→ Exercises to complete
a) Starting at "While the general" and stopping after "into new directions.", rewrite the soft drink passage with "Pepsico" renamed "PepsiCo".
b) Extend the article comparing the four beverage companies, picking up after its final sentence.

→ Selected passage

While the general description of each company’s offerings seems to indicate all companies are simply copying one another in the assortment of drinks they market, what doesn’t show in the descriptions is the head start that Monster and DPS have had over Coca-Cola and Pepsico in branching-out into new directions.

Consumers are much more health conscious these days, and are choosing their refreshments wisely. Monster and DPS have made great headway into these alternative branches of the refreshments industry, with Coca-Cola and Pepsico left scrambling to catch up.

But while the two largest cola-kings have already committed themselves to offering healthier soft drink choices, might their effort be just a little too late? Some key financial figures show that this is precisely the case, for the nearer and longer terms equally.

Which is in Better Shape?

In order to properly analyze the relevance of each financial figure, we need to base the figures on each company’s size to determine an accurate ratio. We must, thus, first weigh each company by market cap, much like boxers being weighed before a fight.

In the heavyweight category we have Coca-Cola weighing in at $182.54 billion, with Pepsico just a little lighter at $145.81 billion in market capitalization.

In the lightweight category we have Monster at $19.9 billion, and DPS at $14.87 billion. The lightweights are roughly 10% the size of the heavyweights. We would thus expect Coke’s and Pepsi’s numbers to be proportionately 10 times greater than Monster’s and DPS’ – except where the figures are already expressed as percentages.

→ Given entries
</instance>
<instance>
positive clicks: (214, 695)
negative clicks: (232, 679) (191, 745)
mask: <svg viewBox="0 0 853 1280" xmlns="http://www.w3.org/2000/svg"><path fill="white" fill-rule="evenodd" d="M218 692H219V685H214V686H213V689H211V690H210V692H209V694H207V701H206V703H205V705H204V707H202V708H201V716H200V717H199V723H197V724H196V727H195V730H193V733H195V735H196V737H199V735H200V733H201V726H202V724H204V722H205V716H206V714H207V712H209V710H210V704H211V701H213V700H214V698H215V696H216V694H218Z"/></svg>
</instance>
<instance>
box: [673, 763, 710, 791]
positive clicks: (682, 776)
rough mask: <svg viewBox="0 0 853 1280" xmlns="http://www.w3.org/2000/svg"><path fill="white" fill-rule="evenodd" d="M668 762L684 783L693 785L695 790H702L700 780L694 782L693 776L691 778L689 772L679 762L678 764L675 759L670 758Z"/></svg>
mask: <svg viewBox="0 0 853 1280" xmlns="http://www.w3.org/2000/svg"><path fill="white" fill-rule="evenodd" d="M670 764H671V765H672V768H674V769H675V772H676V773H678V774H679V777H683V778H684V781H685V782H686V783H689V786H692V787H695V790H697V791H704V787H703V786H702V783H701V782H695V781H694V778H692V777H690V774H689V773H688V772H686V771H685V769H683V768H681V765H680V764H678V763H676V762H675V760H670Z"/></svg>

→ Answers by task
a)
While the general description of each company’s offerings seems to indicate all companies are simply copying one another in the assortment of drinks they market, what doesn’t show in the descriptions is the head start that Monster and DPS have had over Coca-Cola and PepsiCo in branching-out into new directions.

b)
When determining which company is in better shape at the present time we need to look at three figures in particular: How much are its revenues? How much profit remains from those revenues after expenses? And how much cash and debt does the company have?

Beginning with revenues, we see that KO reported $46 billion in the trailing twelve months (ttm), PEP reported $66.68 billion, MNST brought in $2.4 billion, while DPS earned $6.12 billion. But just looking at these numbers by themselves does not reveal which is performing better since they are of different sizes. We’ll need to convert these revenues into percentages of market cap to determine which is outperforming.

• In order of best to worst performer in revenues over market cap we have PEP at 45.73%, DPS at 41.16%, KO at 25.20%, and MNST at 12.06%. That’s quite the jump up for the smallest squirt in the bunch, DPS, which is fourth in market cap but second in revenue over market cap.

But how much of those revenues are actually being kept as profit? To determine this we’ll need to look at profit margins, which are already expressed as percentages.

• In order of best to worst in profit margin we have MNST at 18.08%, KO at 15.43%, DPS at 11.49%, and PEP at 9.77%. In this case we have one of the lightweights – MNST – outperforming both heavies in as much as generating more profit from its revenues, denoting a leaner-run enterprise.

Lastly regarding the companies’ current position we have the current ratio, which is a measure of how readily a company can cover its debt if all debts were to be called today. The higher the ratio, the better able the company is to cover its obligations.

• In order of best to worst current ratio we have MNST at 4.36, DPS at 1.17., PEP at 1.14, and KO at 1.02. In this case, both lightweights are in much better shape than the heavyweights, with Monster seemingly built like a brickhouse.

Which Has the Better Fighting History?

Of course, past fighting experience is very important, as each contender’s past successes and failures contribute much to the current fight. For this we’ll need to look at trailing revenue and earnings growth. But we’ll also consider return on shareholder equity over the past twelve months as an indication of how well the companies are using the money they have received from the investing public.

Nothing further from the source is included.